--- start of Document extract ---

# Royal Holiday Vacation Club One Day Sale 1/31/2008



## icydog (Jan 30, 2008)

*I received a notice from Royal Holiday about a one day sale. Do you think it means a reduction in points as well or just food and services?*​ 
*The email:*​ 
Take advantage of this chance to discover all the novelties of the *All-inclusive In & Out* system 
of the *Park Royal Hotels & Resorts*, 
which provide exclusive benefits both on and off hotel premises such as:​ 
- Free movie tickets 
- Boxed lunch to enjoy on your excursions
- Free room service
- Recreational activities for the whole family
- Light menus 
- Gourmet dinners
- Themed dinners 7 nights a week
- Special discount at the SPA
- Dinner for 2 persons off hotel premises
- Free admission and VIP service at famous discos​ 

*                                                                                                                         Discounts and special offers in:* 

- Señor Frog’s
- Carlos’n Charlie’s
- Bubba Gump
- Pat O’Brians
- Outback Steakhouse
- Hooters
- Coco Bongo
- Daddy’O
- Bulldog Café
- The City
- Sr. Frog’s​ 

January 31st from 6:00 to 10:00 pm (CST) 

1 800 961-1810
​


----------



## JoeMid (Jan 30, 2008)

What's on sale? Did they discount the A-I fees???


----------



## icydog (Jan 30, 2008)

Joe,
I don't know what's on sale. That's what I am trying to find out.


----------



## vettebuf (Jan 31, 2008)

Hi, guys. I just called RHC to find out about the sale. If you have a "week" account, you can get a free upgrade but only between February and April for this year. I believe that the rep (Adrian) said that you would only have to pay points for 5 nights to get 7 but I wasn't listening too closely while he talked about points since I don't have them. 

I was hoping that they were going to lower the AI per diem cost but no such luck. It might have caused me to switch the Hyatt Cancun rez we have for July.


----------



## icydog (Jan 31, 2008)

Do you notice that they only have last minute sales that nobody can use.  How is anyone supposed to get time off from work, arrange for house or pet sitters, and make airline reservations in a two month timeframe.  I am retired and it is impossible for me. The airfare would be prohibitive for Spring Break if I waited to buy it now. And of course RHC doesn't let you take advantage of sales with already booked reservations. As my husband would say, "they are giving us the sleeves from their vests"


----------



## mamiecarter (Feb 17, 2008)

*Is It worth buying Wyndam points?*

Posted in the wrong place. Sorry?


----------

--- end of Document extract ---
--- start of Extracted data ---

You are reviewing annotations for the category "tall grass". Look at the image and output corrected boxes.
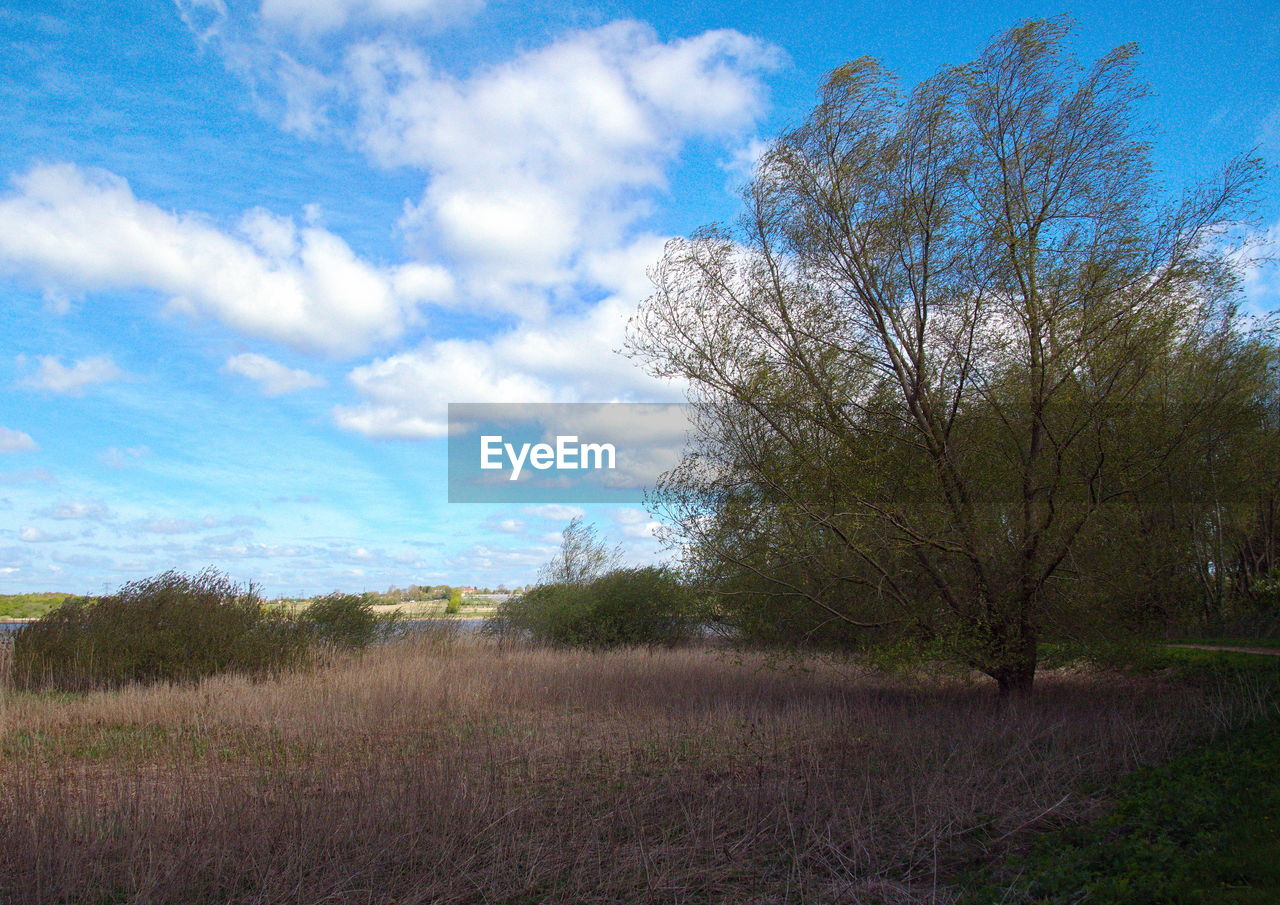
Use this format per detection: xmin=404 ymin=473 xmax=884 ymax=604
xmin=0 ymin=637 xmax=1269 ymax=905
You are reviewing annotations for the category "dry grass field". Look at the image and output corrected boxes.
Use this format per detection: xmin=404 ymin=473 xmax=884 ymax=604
xmin=0 ymin=635 xmax=1264 ymax=905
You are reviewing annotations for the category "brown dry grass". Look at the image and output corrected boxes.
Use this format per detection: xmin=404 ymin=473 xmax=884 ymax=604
xmin=0 ymin=641 xmax=1259 ymax=905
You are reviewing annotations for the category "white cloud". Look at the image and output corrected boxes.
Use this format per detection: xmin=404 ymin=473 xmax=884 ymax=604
xmin=18 ymin=525 xmax=73 ymax=544
xmin=334 ymin=290 xmax=678 ymax=439
xmin=0 ymin=426 xmax=40 ymax=453
xmin=19 ymin=355 xmax=124 ymax=396
xmin=1236 ymin=221 xmax=1280 ymax=314
xmin=36 ymin=501 xmax=115 ymax=521
xmin=260 ymin=0 xmax=484 ymax=36
xmin=97 ymin=445 xmax=151 ymax=469
xmin=223 ymin=352 xmax=325 ymax=396
xmin=348 ymin=22 xmax=780 ymax=307
xmin=0 ymin=164 xmax=452 ymax=353
xmin=525 ymin=503 xmax=586 ymax=524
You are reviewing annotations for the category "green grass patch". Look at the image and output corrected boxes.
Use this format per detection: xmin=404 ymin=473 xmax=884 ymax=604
xmin=961 ymin=649 xmax=1280 ymax=905
xmin=1170 ymin=637 xmax=1280 ymax=650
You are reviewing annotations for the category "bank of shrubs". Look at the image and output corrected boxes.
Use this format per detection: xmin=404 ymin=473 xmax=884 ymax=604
xmin=492 ymin=567 xmax=698 ymax=648
xmin=12 ymin=570 xmax=385 ymax=691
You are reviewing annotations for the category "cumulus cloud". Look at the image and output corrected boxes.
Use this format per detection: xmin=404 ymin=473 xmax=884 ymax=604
xmin=36 ymin=499 xmax=115 ymax=521
xmin=334 ymin=288 xmax=678 ymax=439
xmin=223 ymin=352 xmax=325 ymax=396
xmin=0 ymin=426 xmax=40 ymax=453
xmin=97 ymin=445 xmax=151 ymax=469
xmin=1238 ymin=221 xmax=1280 ymax=314
xmin=525 ymin=503 xmax=586 ymax=524
xmin=0 ymin=164 xmax=451 ymax=355
xmin=19 ymin=355 xmax=124 ymax=396
xmin=259 ymin=0 xmax=484 ymax=36
xmin=18 ymin=525 xmax=73 ymax=544
xmin=348 ymin=22 xmax=780 ymax=305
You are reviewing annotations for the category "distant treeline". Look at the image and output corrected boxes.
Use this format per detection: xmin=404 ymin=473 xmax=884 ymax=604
xmin=0 ymin=591 xmax=74 ymax=620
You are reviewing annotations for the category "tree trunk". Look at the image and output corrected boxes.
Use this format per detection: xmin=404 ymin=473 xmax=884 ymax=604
xmin=996 ymin=662 xmax=1036 ymax=700
xmin=987 ymin=636 xmax=1038 ymax=701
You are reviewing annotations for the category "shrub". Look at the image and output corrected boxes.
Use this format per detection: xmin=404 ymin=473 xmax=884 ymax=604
xmin=13 ymin=570 xmax=306 ymax=690
xmin=495 ymin=566 xmax=692 ymax=648
xmin=298 ymin=591 xmax=394 ymax=650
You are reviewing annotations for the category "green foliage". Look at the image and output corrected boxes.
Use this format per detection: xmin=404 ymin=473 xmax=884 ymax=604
xmin=627 ymin=19 xmax=1280 ymax=694
xmin=961 ymin=718 xmax=1280 ymax=905
xmin=0 ymin=594 xmax=72 ymax=620
xmin=494 ymin=566 xmax=694 ymax=648
xmin=298 ymin=591 xmax=393 ymax=650
xmin=13 ymin=570 xmax=307 ymax=690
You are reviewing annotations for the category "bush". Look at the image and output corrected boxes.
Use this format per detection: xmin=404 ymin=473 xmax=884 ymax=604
xmin=495 ymin=566 xmax=692 ymax=648
xmin=298 ymin=591 xmax=394 ymax=650
xmin=13 ymin=570 xmax=307 ymax=690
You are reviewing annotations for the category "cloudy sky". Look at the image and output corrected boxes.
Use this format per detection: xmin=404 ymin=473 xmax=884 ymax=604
xmin=0 ymin=0 xmax=1280 ymax=594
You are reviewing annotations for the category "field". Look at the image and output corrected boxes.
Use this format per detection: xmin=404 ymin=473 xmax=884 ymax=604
xmin=0 ymin=631 xmax=1274 ymax=905
xmin=0 ymin=594 xmax=70 ymax=621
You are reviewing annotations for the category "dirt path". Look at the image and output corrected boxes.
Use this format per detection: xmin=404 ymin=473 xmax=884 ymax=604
xmin=1165 ymin=644 xmax=1280 ymax=657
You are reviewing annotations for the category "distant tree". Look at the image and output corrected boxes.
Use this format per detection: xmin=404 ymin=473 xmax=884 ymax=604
xmin=539 ymin=516 xmax=622 ymax=585
xmin=624 ymin=20 xmax=1263 ymax=695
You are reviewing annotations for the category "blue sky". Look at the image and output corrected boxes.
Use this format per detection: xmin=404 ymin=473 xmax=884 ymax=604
xmin=0 ymin=0 xmax=1280 ymax=594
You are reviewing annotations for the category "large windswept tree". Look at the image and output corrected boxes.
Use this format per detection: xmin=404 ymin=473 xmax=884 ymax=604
xmin=628 ymin=20 xmax=1261 ymax=694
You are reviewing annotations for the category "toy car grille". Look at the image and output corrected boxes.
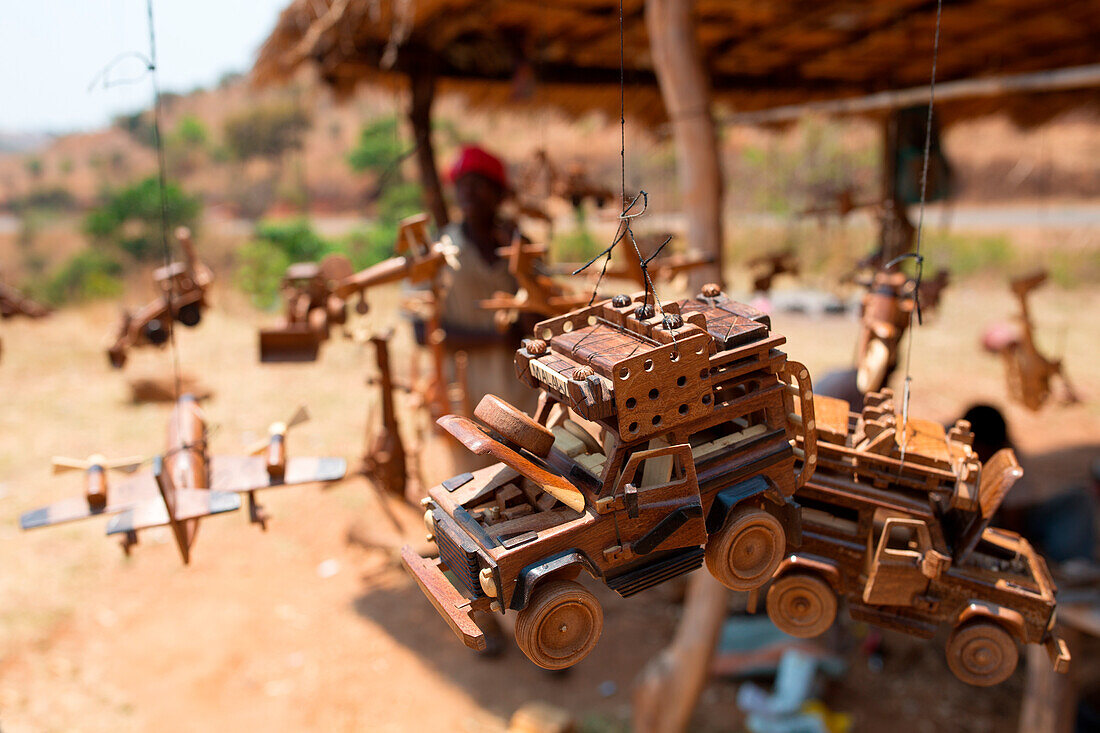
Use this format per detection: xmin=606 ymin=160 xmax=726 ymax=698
xmin=435 ymin=512 xmax=482 ymax=598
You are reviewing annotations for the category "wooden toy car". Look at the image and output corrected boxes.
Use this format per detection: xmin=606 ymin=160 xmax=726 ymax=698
xmin=107 ymin=227 xmax=213 ymax=369
xmin=767 ymin=391 xmax=1069 ymax=686
xmin=403 ymin=286 xmax=815 ymax=669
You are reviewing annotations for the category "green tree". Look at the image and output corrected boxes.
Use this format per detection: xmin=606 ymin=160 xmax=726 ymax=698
xmin=84 ymin=177 xmax=202 ymax=261
xmin=237 ymin=219 xmax=340 ymax=308
xmin=348 ymin=117 xmax=408 ymax=175
xmin=226 ymin=102 xmax=310 ymax=162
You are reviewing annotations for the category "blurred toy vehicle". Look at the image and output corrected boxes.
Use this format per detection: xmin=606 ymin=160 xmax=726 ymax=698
xmin=767 ymin=391 xmax=1069 ymax=686
xmin=107 ymin=227 xmax=213 ymax=369
xmin=403 ymin=286 xmax=814 ymax=669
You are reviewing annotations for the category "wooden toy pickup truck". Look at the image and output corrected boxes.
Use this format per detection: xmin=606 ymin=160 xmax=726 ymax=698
xmin=767 ymin=391 xmax=1069 ymax=686
xmin=403 ymin=286 xmax=815 ymax=669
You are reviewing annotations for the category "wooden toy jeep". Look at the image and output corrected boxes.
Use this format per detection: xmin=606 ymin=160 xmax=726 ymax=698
xmin=403 ymin=286 xmax=815 ymax=669
xmin=767 ymin=391 xmax=1069 ymax=686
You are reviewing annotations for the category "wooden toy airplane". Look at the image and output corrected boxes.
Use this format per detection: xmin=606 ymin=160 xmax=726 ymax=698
xmin=20 ymin=395 xmax=348 ymax=565
xmin=479 ymin=234 xmax=592 ymax=331
xmin=260 ymin=214 xmax=458 ymax=362
xmin=107 ymin=227 xmax=213 ymax=369
xmin=746 ymin=248 xmax=799 ymax=295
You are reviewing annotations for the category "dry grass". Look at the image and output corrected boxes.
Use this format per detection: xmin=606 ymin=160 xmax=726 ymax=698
xmin=0 ymin=277 xmax=1100 ymax=733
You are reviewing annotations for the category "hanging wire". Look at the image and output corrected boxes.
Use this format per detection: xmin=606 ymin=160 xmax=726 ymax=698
xmin=573 ymin=0 xmax=675 ymax=330
xmin=88 ymin=0 xmax=194 ymax=440
xmin=893 ymin=0 xmax=944 ymax=463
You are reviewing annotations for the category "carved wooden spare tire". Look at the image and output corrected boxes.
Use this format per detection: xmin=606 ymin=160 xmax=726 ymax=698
xmin=767 ymin=572 xmax=836 ymax=638
xmin=516 ymin=580 xmax=604 ymax=669
xmin=474 ymin=394 xmax=553 ymax=458
xmin=947 ymin=621 xmax=1020 ymax=687
xmin=705 ymin=506 xmax=787 ymax=591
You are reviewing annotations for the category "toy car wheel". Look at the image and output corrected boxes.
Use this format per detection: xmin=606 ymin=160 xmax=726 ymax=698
xmin=516 ymin=580 xmax=604 ymax=669
xmin=145 ymin=318 xmax=168 ymax=346
xmin=767 ymin=572 xmax=836 ymax=638
xmin=176 ymin=303 xmax=202 ymax=328
xmin=705 ymin=506 xmax=787 ymax=591
xmin=474 ymin=394 xmax=553 ymax=458
xmin=947 ymin=621 xmax=1020 ymax=687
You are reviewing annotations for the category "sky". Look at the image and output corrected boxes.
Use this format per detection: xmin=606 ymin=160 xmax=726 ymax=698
xmin=0 ymin=0 xmax=290 ymax=133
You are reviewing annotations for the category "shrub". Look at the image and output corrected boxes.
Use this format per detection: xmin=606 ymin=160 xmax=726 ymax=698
xmin=348 ymin=117 xmax=408 ymax=175
xmin=37 ymin=249 xmax=122 ymax=306
xmin=84 ymin=177 xmax=202 ymax=261
xmin=226 ymin=102 xmax=310 ymax=161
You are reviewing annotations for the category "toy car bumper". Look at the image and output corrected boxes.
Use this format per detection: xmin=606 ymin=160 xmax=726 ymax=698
xmin=402 ymin=545 xmax=486 ymax=652
xmin=1043 ymin=632 xmax=1069 ymax=672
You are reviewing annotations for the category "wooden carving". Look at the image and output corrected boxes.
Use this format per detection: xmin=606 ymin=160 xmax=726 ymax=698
xmin=767 ymin=391 xmax=1069 ymax=686
xmin=107 ymin=227 xmax=213 ymax=369
xmin=0 ymin=277 xmax=51 ymax=363
xmin=986 ymin=272 xmax=1080 ymax=412
xmin=403 ymin=286 xmax=1069 ymax=685
xmin=403 ymin=286 xmax=814 ymax=669
xmin=746 ymin=249 xmax=799 ymax=295
xmin=20 ymin=395 xmax=347 ymax=565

--- end of Extracted data ---

**Directive:** Reproduce the stretch of the Royal Holiday sale thread from "Hi, guys. I" through "have for July." word for word. Rely only on the Royal Holiday sale thread, not the rows.

**The answer:**
Hi, guys. I just called RHC to find out about the sale. If you have a "week" account, you can get a free upgrade but only between February and April for this year. I believe that the rep (Adrian) said that you would only have to pay points for 5 nights to get 7 but I wasn't listening too closely while he talked about points since I don't have them. 

I was hoping that they were going to lower the AI per diem cost but no such luck. It might have caused me to switch the Hyatt Cancun rez we have for July.